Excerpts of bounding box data
● ● ● ● ● ● ●

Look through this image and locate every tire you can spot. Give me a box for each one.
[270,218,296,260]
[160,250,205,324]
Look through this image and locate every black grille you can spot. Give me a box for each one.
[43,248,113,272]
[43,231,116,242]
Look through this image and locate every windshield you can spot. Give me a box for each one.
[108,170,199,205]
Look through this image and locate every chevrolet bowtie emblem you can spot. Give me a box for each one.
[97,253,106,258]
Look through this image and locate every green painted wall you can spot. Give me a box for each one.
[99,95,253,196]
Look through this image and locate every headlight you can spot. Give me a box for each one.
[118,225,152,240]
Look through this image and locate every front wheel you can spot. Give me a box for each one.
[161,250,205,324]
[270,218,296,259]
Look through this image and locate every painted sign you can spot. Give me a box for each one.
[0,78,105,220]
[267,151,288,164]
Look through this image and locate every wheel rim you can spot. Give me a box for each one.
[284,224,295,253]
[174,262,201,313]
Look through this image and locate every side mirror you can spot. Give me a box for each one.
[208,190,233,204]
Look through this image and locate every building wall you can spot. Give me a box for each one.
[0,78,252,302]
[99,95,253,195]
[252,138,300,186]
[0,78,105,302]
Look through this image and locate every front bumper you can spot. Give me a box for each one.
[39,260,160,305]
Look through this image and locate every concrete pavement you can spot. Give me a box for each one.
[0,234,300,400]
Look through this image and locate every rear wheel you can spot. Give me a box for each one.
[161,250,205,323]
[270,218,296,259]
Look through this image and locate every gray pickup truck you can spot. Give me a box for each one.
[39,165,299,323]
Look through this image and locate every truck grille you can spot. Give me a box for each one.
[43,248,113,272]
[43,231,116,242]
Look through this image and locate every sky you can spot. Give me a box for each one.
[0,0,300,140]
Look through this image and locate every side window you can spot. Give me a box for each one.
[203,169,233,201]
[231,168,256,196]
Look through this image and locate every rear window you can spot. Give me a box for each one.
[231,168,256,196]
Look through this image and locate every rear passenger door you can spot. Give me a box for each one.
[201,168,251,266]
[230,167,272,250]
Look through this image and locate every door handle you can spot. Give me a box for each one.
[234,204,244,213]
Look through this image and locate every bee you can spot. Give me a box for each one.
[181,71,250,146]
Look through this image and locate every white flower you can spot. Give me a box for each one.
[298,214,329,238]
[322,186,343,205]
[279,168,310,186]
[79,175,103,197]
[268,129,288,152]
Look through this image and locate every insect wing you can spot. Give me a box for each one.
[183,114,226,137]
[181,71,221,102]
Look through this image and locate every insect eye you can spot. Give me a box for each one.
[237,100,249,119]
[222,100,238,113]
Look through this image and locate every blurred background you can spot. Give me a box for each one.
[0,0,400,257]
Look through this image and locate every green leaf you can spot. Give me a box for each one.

● ● ● ● ● ● ●

▶ _What to work on_: Put the lines from the first one through the line containing "[174,262,201,313]", both included, into a numbered list, omitting any blank lines.

▶ _The solution_:
1. Look through this image and locate every tire you can spot. Give me a box for each one.
2. [270,218,296,260]
3. [160,250,205,324]
4. Look through this image and locate every black grille you can spot. Give me a box for each one.
5. [43,248,113,272]
6. [43,231,116,242]
7. Look through this image and locate every windshield you can spot. Give me a box for each one.
8. [108,170,199,205]
9. Look through this image and locate every chevrolet bowtie emblem you can spot. Give me a box for each one.
10. [97,253,106,258]
11. Look through this image and locate every green painted wall you can spot. Give me a box for each one.
12. [99,95,253,196]
13. Look through this image and locate every headlight you can spot. Give me a box for each one.
14. [118,225,152,240]
15. Look through this image and locate every front wheel you can spot. Give me a box for each one.
16. [161,250,205,324]
17. [270,218,296,259]
18. Look through this image and locate every painted sign you can spot. Give me a box for each one.
19. [0,78,105,220]
20. [267,151,288,164]
21. Look through this image and locate every wheel rim you can spot. Give me a box for each one.
22. [284,224,295,253]
23. [174,262,201,313]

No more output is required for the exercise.